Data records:
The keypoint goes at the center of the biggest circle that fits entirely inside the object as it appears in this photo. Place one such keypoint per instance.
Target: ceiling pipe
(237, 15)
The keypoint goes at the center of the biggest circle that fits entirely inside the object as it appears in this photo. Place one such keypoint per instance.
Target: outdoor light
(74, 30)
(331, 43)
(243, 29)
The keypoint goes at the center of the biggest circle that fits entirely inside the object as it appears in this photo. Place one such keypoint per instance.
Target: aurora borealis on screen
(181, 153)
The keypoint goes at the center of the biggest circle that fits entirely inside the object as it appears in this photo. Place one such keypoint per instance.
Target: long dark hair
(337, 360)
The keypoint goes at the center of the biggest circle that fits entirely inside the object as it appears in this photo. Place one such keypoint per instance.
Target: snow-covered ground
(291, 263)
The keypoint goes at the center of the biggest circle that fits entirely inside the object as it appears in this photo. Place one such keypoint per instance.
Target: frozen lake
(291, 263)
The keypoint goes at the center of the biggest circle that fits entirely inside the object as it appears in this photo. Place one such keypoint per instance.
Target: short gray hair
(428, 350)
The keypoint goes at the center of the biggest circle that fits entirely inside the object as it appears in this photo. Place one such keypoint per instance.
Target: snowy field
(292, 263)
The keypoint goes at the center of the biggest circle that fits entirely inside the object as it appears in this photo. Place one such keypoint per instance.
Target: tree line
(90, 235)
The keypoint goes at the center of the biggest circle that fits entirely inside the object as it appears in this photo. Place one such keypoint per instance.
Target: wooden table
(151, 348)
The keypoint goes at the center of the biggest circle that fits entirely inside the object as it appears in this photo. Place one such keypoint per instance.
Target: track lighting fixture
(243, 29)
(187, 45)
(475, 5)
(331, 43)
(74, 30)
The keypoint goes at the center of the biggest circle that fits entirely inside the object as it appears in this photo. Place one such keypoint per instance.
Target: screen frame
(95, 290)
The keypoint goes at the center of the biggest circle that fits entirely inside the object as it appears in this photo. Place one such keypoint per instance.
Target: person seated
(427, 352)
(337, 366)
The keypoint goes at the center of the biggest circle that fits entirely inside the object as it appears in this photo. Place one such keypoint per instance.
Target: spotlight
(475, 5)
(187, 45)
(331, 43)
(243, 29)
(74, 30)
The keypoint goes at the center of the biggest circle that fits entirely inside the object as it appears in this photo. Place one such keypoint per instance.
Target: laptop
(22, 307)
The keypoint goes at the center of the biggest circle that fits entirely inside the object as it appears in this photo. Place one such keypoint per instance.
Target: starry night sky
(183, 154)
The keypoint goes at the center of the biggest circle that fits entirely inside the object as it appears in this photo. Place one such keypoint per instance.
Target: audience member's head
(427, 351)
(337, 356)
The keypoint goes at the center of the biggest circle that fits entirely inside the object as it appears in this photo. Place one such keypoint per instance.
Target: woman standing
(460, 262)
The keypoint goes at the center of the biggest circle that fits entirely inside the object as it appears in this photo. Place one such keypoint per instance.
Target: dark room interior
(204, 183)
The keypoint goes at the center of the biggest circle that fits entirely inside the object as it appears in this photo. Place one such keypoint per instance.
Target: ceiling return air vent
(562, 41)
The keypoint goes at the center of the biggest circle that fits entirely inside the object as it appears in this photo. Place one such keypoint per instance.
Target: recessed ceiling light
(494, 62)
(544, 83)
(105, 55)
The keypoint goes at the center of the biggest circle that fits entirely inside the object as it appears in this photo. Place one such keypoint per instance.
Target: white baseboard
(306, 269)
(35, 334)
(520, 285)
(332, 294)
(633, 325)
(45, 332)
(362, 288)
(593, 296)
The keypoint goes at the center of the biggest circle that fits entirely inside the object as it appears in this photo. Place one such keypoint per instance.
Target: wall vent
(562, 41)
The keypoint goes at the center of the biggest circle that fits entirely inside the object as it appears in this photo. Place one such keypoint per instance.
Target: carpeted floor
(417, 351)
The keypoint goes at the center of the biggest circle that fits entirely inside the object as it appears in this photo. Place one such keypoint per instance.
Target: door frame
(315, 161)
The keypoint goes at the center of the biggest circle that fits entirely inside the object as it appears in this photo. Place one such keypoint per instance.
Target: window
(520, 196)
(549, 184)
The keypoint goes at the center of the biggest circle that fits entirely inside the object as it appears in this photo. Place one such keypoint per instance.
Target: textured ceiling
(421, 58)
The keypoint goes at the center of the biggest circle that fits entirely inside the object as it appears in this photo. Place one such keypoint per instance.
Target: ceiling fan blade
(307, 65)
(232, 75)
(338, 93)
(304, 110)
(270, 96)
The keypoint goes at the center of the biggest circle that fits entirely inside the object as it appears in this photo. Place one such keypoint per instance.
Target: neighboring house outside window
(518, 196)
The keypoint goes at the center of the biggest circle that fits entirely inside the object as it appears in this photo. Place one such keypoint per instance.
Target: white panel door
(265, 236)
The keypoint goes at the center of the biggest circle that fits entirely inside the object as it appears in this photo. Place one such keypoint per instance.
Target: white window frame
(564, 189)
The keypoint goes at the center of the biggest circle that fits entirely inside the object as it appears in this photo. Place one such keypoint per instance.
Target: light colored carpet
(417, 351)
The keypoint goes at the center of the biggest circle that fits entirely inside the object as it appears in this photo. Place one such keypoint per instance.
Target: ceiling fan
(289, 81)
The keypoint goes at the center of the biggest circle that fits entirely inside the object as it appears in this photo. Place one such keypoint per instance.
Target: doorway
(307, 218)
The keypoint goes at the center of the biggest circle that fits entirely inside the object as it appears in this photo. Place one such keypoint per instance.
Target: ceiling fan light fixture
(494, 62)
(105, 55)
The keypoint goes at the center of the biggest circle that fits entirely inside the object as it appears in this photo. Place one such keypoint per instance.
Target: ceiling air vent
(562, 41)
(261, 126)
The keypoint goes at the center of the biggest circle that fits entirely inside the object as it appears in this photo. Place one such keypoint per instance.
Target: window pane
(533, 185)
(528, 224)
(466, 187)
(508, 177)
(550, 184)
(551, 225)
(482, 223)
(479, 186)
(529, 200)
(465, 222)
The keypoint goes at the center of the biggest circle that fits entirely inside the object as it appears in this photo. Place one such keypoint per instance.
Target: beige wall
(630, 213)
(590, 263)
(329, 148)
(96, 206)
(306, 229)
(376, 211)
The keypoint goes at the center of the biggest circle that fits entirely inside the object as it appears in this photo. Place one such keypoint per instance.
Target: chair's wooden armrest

» **What is expected**
Set down the records above once more, exactly as they stand.

» **Result below**
The keypoint goes at the center of the biggest circle that fits entirely inside the object as it appears in this photo. Place one such keypoint per instance.
Target: ceiling pipe
(237, 15)
The keypoint goes at the center of the biggest circle that fits entirely inside the object as it appears in this photo. Place one such keypoint per instance.
Target: outdoor light
(74, 30)
(331, 43)
(243, 29)
The keypoint goes at the center of the biggest circle that fits entirely inside the object as it appears in this photo. Place one such keypoint per instance.
Target: aurora borealis on screen
(181, 153)
The keypoint goes at the center of the biggest circle that fits entirely inside the object as it appears in this photo. Place one such keypoint per instance.
Target: long dark hair
(337, 360)
The keypoint goes at the center of the biggest circle that fits entirely inside the object as it appears in this photo. Place one such keypoint per instance.
Target: snow-covered ground
(291, 263)
The keypoint goes at the center of the biggest circle that fits entirely inside the object as it appears in this photo. Place one such keypoint per instance.
Target: frozen lake
(291, 263)
The keypoint goes at the center of the biggest circle that fits entirely inside the object as it appears in this photo. Place one such keypoint per instance.
Target: short gray hair
(428, 350)
The keypoint goes at the center of the biggest circle that fits entirely inside the object as it appears in this photo. Place one such keypoint per instance.
Target: snowy field
(292, 263)
The keypoint goes at the center of the biggest circle that fits entirely inside the object as it appears in this photo. Place one such keypoint per instance.
Target: tree line
(90, 235)
The keypoint goes at the center of the biggest circle that fits entirely inside the object as it appears in this photo. Place one such keypoint per instance.
Target: wooden table
(151, 348)
The keypoint goes at the center of the biggest circle that fits entirely inside the object as it appears in this photo. Place one such keypoint per instance.
Target: track lighting fixture
(243, 29)
(187, 45)
(475, 5)
(331, 43)
(74, 30)
The keypoint goes at the center of the biggest circle that fits entirely inside the object as it appears in this photo. Place one such keypoint per instance.
Target: screen frame
(95, 290)
The keypoint goes at the center of the biggest circle that fits entirely inside the object as it appears in this photo. Place one such keypoint per instance.
Target: person seated
(427, 352)
(337, 366)
The keypoint goes at the center of the biggest circle that fits entirely inside the object as it appears in this photo. Place one such keypoint per instance.
Target: spotlight
(475, 5)
(187, 45)
(331, 43)
(243, 29)
(74, 30)
The keypoint goes at the center of the biggest circle that fits entirely inside the object as it appears in this photo. Place one such keypoint per instance.
Target: laptop
(22, 307)
The keypoint goes at the center of the biggest circle that fits entirely inside the object as it appears in this photo. Place one such keypoint per instance.
Target: starry night sky
(183, 154)
The keypoint goes at the center of the biggest circle that fits entirely inside the object as it appears in this photo. Place one such keypoint per instance.
Target: audience member's head
(427, 351)
(337, 356)
The keypoint goes at the center of the biggest circle that fits entirely inside the object as it appears in this photo. Place one such keypoint per instance.
Target: woman standing
(460, 262)
The keypoint goes at the center of the biggest circle that fits entirely inside the object as it appears in this photo. Place one such keypoint per instance.
Target: dark room interior
(204, 183)
The keypoint goes at the center of the biggest circle that fits entirely inside the object as it appears in this photo. Place one such keypoint per instance.
Target: ceiling return air vent
(562, 41)
The keypoint goes at the center of the biggest circle that fits entirely inside the object as it appears in this photo. Place one such keypoint per instance.
Target: recessed ceiling light
(494, 62)
(544, 83)
(105, 55)
The keypoint goes at the center of the biggest circle that fits entirely inside the object as it appears in this photo. Place one such keypoint per instance.
Target: white baseboard
(306, 269)
(35, 334)
(520, 285)
(332, 294)
(633, 325)
(45, 332)
(362, 288)
(593, 296)
The keypoint goes at the center of the biggest circle that fits entirely inside the object as it appears in this photo. Place one such keypoint per instance.
Target: wall vent
(562, 41)
The keypoint goes at the center of the biggest circle that fits entirely inside the object as it appears in this photo. Place one such keypoint per instance.
Target: carpeted floor
(417, 351)
The keypoint goes at the center of the biggest circle that fits entirely inside the object as it appears in this photo. Place one such keypoint per instance.
Target: door frame
(315, 161)
The keypoint goes at the center of the biggest circle that fits entirely inside the object as it appears in this photo. Place one such keypoint per instance.
Target: window
(520, 196)
(549, 184)
The keypoint goes at the center of the biggest circle that fits entirely inside the object as it appears in this photo. Place one such keypoint per instance.
Target: textured ceiling
(421, 58)
The keypoint goes at the center of the biggest circle that fits entirely inside the object as it appears in this photo. Place one such keypoint per instance.
Target: ceiling fan blade
(307, 65)
(232, 75)
(338, 93)
(304, 110)
(270, 96)
The keypoint goes at the center of the biggest circle that fits entirely inside the object as it appears in this photo. Place one such keypoint per instance.
Target: neighboring house outside window
(518, 196)
The keypoint goes at the center of the biggest circle that fits entirely inside the object as it appears in this photo. Place one such keypoint per instance.
Target: white panel door
(265, 236)
The keypoint goes at the center of the biggest circle that fits entirely inside the object as it appears in this photo. Place one such keypoint per instance.
Target: white window frame
(564, 189)
The keypoint goes at the center of the biggest circle that fits entirely inside the object as it appears in this photo. Place one such keypoint per instance.
Target: light colored carpet
(417, 351)
The keypoint goes at the center of the biggest circle that fits entirely inside the object as it appears in this photo. Place one such keypoint per instance.
Target: ceiling fan
(289, 81)
The keypoint goes at the center of the biggest circle that fits entirely inside the object as it appears in this photo. Place one such keypoint per instance.
Target: doorway
(307, 218)
The keypoint goes at the center of the biggest circle that fits entirely inside the object as it appears in this photo. Place one such keypoint per instance.
Target: ceiling fan light fixture
(494, 62)
(105, 55)
The keypoint goes at the center of the biggest circle that fits entirely inside the object as it appears in this photo. Place one such keypoint per instance.
Target: ceiling air vent
(562, 41)
(261, 126)
The keypoint goes at the center of the biggest circle that fits entirely inside the object as it appears in this photo. Place one such keypoint per instance.
Target: window pane
(533, 185)
(528, 224)
(466, 187)
(508, 177)
(550, 184)
(551, 225)
(482, 223)
(479, 186)
(529, 200)
(465, 222)
The keypoint goes at the center of the biggest circle that fits entirely inside the object as it appears in this photo. Place one such keypoint per instance.
Target: beige wall
(630, 213)
(590, 263)
(329, 148)
(96, 206)
(306, 229)
(376, 211)
The keypoint goes at the center of the biggest circle that fits entirely inside the object as it appears in this photo. Place one such keypoint per instance.
Target: chair's wooden armrest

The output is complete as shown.